Put every line of the entries below into a Markdown table with the columns Row and Line, numbering the rows and skipping blank lines. Leave the pictures out of the table.

++++ Given records

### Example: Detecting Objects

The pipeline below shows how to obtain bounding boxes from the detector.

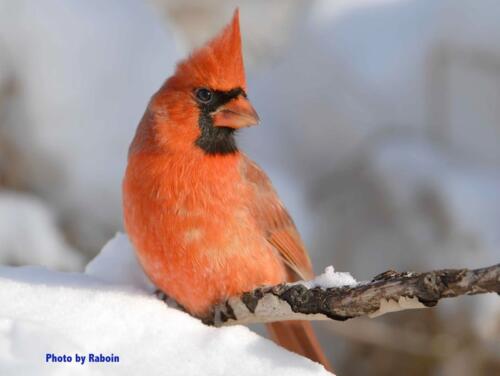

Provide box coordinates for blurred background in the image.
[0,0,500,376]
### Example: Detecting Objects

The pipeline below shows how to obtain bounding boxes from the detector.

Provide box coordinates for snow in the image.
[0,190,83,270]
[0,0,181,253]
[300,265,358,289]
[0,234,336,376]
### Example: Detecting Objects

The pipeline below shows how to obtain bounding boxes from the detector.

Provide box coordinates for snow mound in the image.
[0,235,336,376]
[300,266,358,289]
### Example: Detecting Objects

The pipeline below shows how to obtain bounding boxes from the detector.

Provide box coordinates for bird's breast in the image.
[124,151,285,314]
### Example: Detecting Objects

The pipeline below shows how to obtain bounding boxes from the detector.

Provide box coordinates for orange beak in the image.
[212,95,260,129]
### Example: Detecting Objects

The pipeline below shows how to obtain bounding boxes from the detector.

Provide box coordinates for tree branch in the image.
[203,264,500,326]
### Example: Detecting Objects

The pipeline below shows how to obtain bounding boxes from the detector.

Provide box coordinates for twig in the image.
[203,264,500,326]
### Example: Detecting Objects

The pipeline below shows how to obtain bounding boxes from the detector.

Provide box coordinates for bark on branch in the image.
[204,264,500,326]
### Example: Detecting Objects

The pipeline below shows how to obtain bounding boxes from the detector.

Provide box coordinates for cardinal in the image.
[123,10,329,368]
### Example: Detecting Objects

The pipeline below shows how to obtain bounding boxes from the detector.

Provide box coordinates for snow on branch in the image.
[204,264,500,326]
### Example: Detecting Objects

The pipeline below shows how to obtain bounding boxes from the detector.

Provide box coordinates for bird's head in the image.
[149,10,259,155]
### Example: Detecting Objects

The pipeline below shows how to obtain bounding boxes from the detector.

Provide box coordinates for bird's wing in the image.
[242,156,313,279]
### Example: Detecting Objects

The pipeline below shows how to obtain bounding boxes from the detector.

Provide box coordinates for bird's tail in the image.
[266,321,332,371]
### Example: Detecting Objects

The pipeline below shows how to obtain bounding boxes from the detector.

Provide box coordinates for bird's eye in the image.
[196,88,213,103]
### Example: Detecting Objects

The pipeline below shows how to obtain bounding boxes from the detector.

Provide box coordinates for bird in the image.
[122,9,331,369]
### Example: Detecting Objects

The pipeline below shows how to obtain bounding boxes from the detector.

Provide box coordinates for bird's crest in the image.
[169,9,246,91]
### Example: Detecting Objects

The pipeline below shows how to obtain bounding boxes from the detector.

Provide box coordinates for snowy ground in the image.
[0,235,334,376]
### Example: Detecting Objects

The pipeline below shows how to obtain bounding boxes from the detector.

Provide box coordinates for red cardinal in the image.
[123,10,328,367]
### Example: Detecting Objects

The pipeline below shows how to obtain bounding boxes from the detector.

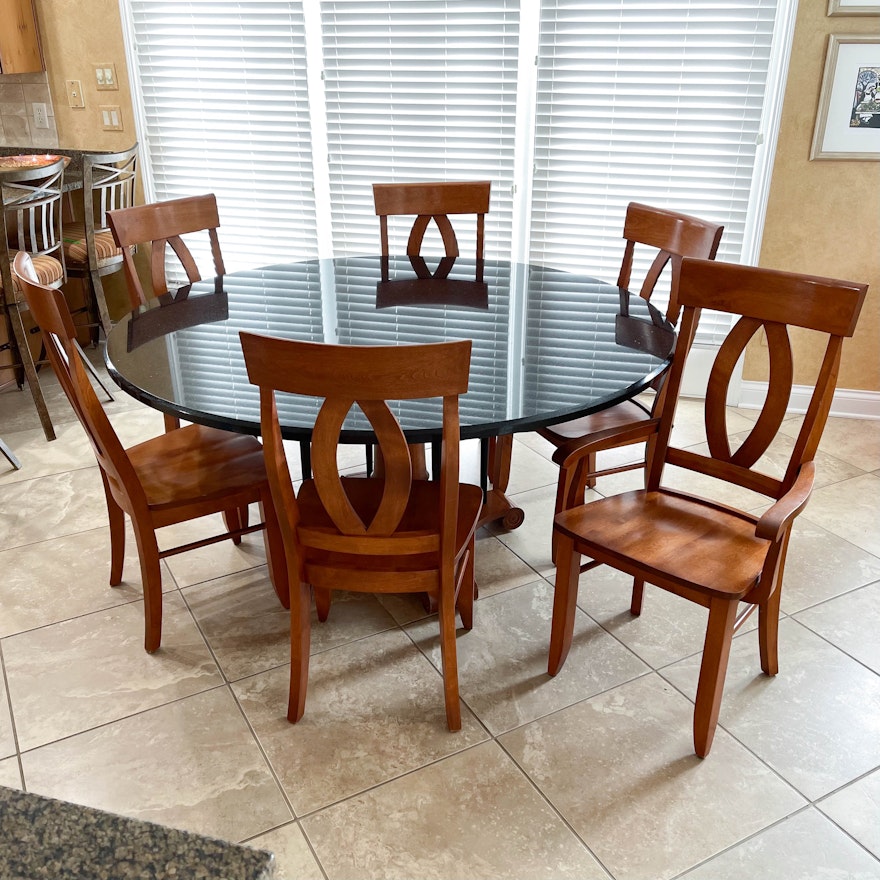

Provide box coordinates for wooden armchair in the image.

++++++++

Written solution:
| Row | Line |
|---|---|
| 1 | ### Example: Detecting Objects |
| 2 | The pipeline below shows how to obtain bounding boxes from the detector. |
| 3 | Provide box coordinates for blurred background in the image. |
| 4 | [0,0,500,376] |
| 5 | ### Example: Detecting Objects |
| 6 | The pipeline below shows how to obtain bounding boxes from the detector. |
| 7 | Provide box coordinates for snow in the image. |
| 8 | [0,190,83,270] |
| 9 | [0,0,181,253] |
| 10 | [300,265,358,289] |
| 11 | [0,234,336,376] |
| 12 | ### Example: Detecting Objects |
| 13 | The pipeline below shows how to obtain bounding boxes from the detector. |
| 14 | Provide box coordinates for snow mound in the image. |
| 15 | [0,235,336,376] |
| 16 | [300,266,358,289] |
| 17 | ### Example: Detecting Objects |
| 18 | The pipeline below shows how to obtain bounding boxes from the detector. |
| 19 | Provide box coordinates for bird's breast in the image. |
| 20 | [124,151,285,314] |
| 21 | ### Example: Detecting Objects |
| 22 | The pipeline below shows how to obtain bounding boxes from the detector. |
| 23 | Provide box coordinates for orange beak in the image. |
| 24 | [212,95,260,129] |
| 25 | ### Example: Detecting Objects |
| 26 | The pipeline below shows how to obtain bounding boxes from the detector. |
| 27 | Provide box coordinates for tree branch in the image. |
| 28 | [203,264,500,326] |
| 29 | ### Example: Detecting Objects |
| 30 | The pipeline below shows how to obtain bounding boxes from the detector. |
| 31 | Provide box coordinates for twig in the image. |
| 32 | [203,264,500,326] |
| 33 | ### Example: Detecting Objects |
| 34 | The pipeline below shows how to obtain bounding boxes from the detector. |
| 35 | Provide box coordinates for bark on branch in the image. |
| 36 | [204,264,500,326] |
| 37 | ### Example: Detecting Objects |
| 38 | The pipeline below shows how to obtain bounding boxes from the detector. |
| 39 | Provide box coordinates for cardinal in the image. |
| 40 | [123,10,329,368] |
| 41 | ### Example: Detecting Objects |
| 42 | The pipeline below shows how to obtain bounding boxes from the detector. |
| 43 | Provide box coordinates for snow on branch in the image. |
| 44 | [204,264,500,326] |
| 45 | ### Example: Detecting Objects |
| 46 | The pipeline below shows how to obtain bounding boxes from the detector. |
| 47 | Provide box coordinates for bird's head in the image. |
| 48 | [149,10,259,155] |
| 49 | ### Example: Detecting Objects |
| 50 | The pipeline below shows how to obtain bounding boxes from the detector. |
| 51 | Provide box coordinates for bird's wing in the image. |
| 52 | [242,156,313,279] |
| 53 | ### Example: Detecting Objects |
| 54 | The pipeline below shows how to obtain bounding boxes from the detector. |
| 55 | Provide box coordinates for bird's tail in the image. |
| 56 | [266,321,332,371] |
| 57 | ### Example: Detecting Objects |
| 58 | The pipeline below shows how to obtain bounding boxes from the detector. |
| 59 | Provide box coordinates for bird's eye in the image. |
| 60 | [196,88,213,103] |
| 61 | ### Example: Detecting Objects |
| 62 | The pipeline below shows how to obtain bounding boxes from the detector. |
| 63 | Provide box coordinates for bird in the image. |
| 64 | [122,9,331,369] |
| 65 | ### Example: Detecting Objects |
| 66 | The pipeline below shows how to obtain bounding boxes from the detector. |
| 67 | Provide box coordinates for bird's crest in the image. |
| 68 | [169,9,246,91] |
| 69 | ### Example: Detecting Objects |
| 70 | The pipeline below shows how to obtain bounding boxes from the detector. |
| 71 | Provide box coordinates for snowy ground in the image. |
| 72 | [0,235,334,376] |
| 73 | ### Example: Detecting Objects |
| 74 | The pipeline below shows how to obtain bounding boxes from the detector. |
| 75 | Provide box coordinates for red cardinal in the image. |
| 76 | [123,10,328,367] |
| 77 | ### Example: Detecting Objects |
| 78 | The pipeline below shows how to obtain bounding boxes from the detector. |
| 79 | Provide box coordinates for wooden armchair in the image. |